_HOW TO COMPLETE THIS TASK:_
Repeat every entry word for word; omit all pictures.

[Data entries]
━━━━━━━━━━
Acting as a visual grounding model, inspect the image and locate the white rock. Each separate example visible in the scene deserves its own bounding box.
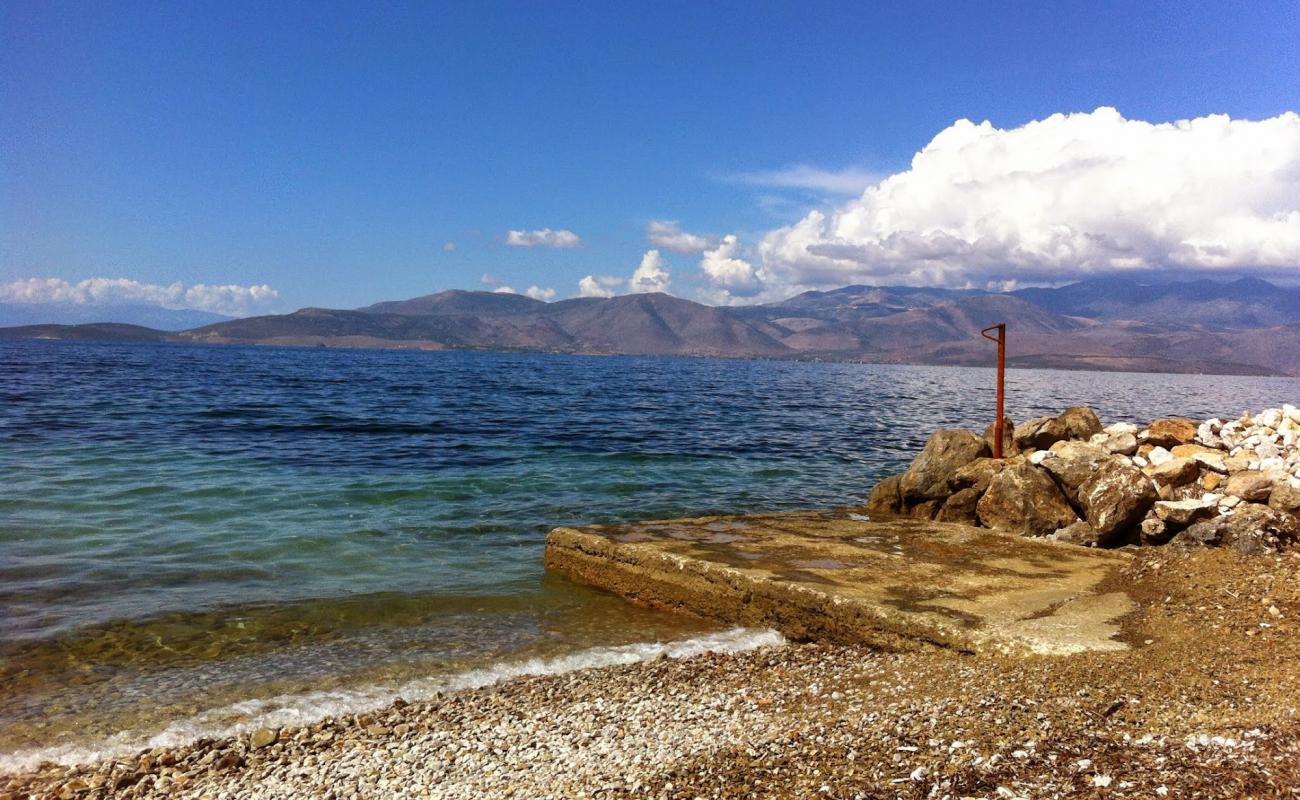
[1221,495,1242,509]
[1192,452,1228,473]
[1147,447,1174,466]
[1132,455,1148,468]
[1104,422,1138,435]
[1028,450,1051,465]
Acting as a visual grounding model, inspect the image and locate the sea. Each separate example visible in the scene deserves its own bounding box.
[2,338,1297,771]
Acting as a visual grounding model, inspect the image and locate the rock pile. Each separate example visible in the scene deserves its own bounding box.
[867,405,1300,554]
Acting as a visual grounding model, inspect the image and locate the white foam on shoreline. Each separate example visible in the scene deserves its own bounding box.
[0,627,784,774]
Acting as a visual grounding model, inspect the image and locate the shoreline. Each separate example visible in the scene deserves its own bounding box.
[4,333,1295,379]
[5,548,1298,799]
[0,628,780,777]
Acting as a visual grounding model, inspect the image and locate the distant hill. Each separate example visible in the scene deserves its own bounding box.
[0,323,171,342]
[358,289,546,317]
[0,303,231,330]
[1011,276,1300,329]
[5,279,1300,376]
━━━━━━━━━━
_ANSWER AREA:_
Acting as a visual grounding model, inspect the image and locate the white rock. Each separate example visible in the scene deserves its own bounding box.
[1221,495,1242,509]
[1192,452,1228,473]
[1147,447,1174,466]
[1132,455,1148,468]
[1104,422,1138,435]
[1028,450,1051,465]
Acting as a visual grounding model, inspect the image and locate the sea. Each separate example visible in the scene deserves its own bounding box.
[2,338,1297,771]
Acting as a visual grounding model, inspect the image and locate the rock pile. Each separate example visible in the scene deserves its own bounding box.
[867,405,1300,554]
Acting as a visual grounding model, inspect the image and locate the white foam on shoreline. Each separate example visible in the scene deserves its own bounding box.
[0,627,784,774]
Acting as a visual grounding model, inspect the image and locate the shoreline. Each separate example visible in the scene deserves its own bounding box.
[4,333,1295,379]
[5,548,1298,799]
[0,628,780,777]
Acting as a visual grounding model, inspect the image and locate the distant hill. Each separate example visible in the scene deserves its own bounding box.
[0,323,171,342]
[358,289,546,317]
[0,303,231,330]
[1011,276,1300,329]
[5,279,1300,376]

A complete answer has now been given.